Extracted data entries
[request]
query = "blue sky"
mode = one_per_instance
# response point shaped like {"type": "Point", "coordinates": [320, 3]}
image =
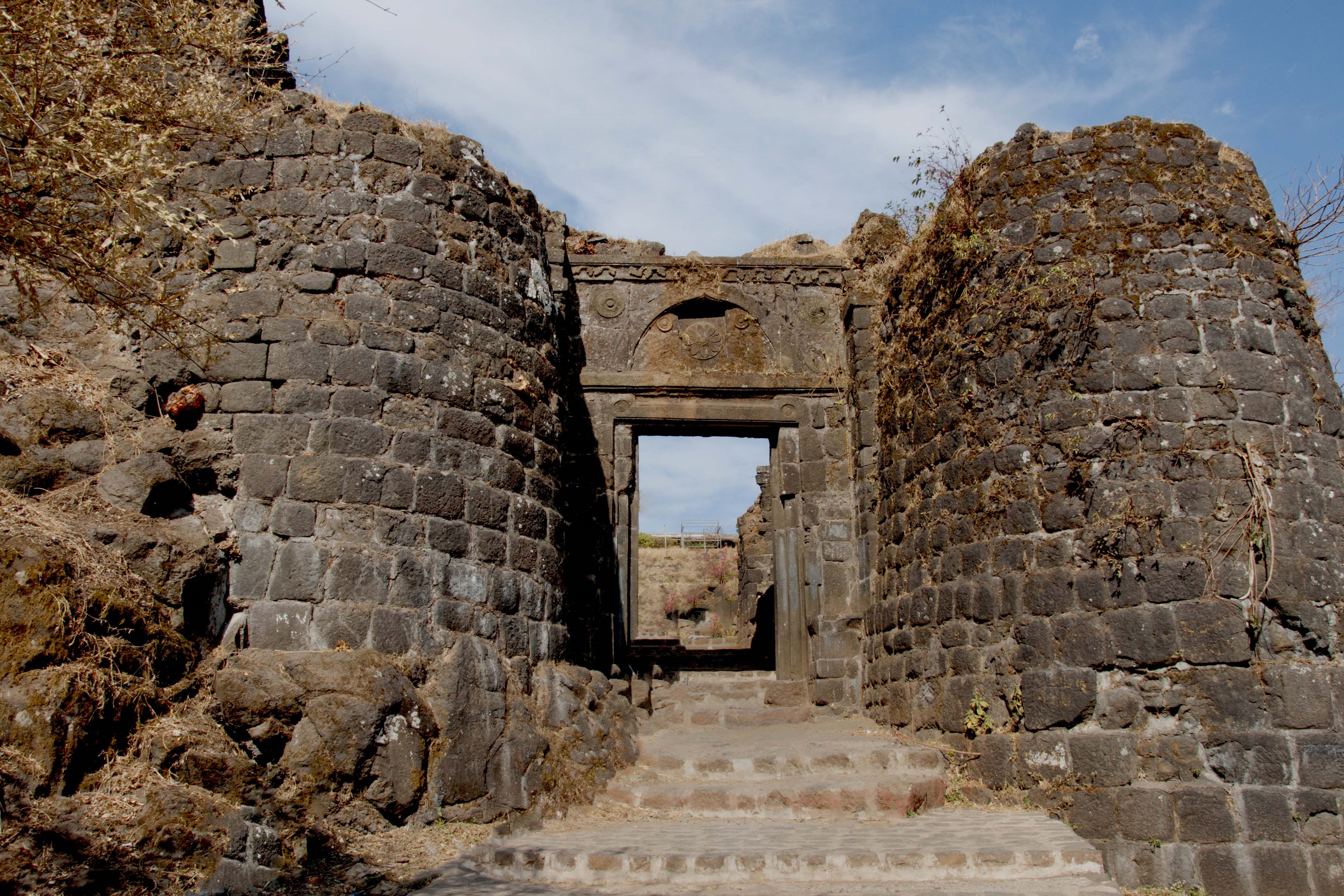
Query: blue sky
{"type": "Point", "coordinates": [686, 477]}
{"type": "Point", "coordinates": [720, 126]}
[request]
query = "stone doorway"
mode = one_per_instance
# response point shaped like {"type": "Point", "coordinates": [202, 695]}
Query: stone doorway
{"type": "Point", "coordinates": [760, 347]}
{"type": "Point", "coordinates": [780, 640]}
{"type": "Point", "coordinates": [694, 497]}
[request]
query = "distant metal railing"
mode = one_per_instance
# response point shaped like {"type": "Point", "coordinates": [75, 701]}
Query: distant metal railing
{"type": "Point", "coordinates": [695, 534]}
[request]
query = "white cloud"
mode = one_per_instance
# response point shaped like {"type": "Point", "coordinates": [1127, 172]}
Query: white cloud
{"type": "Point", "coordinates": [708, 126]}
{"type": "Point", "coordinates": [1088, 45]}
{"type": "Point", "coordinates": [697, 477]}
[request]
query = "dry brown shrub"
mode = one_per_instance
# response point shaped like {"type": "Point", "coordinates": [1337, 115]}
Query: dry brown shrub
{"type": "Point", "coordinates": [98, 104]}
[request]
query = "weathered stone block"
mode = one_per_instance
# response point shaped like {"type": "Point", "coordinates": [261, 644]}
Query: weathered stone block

Work item: Give the number of lines above that hold the word "block", and nothing more.

Task response: 2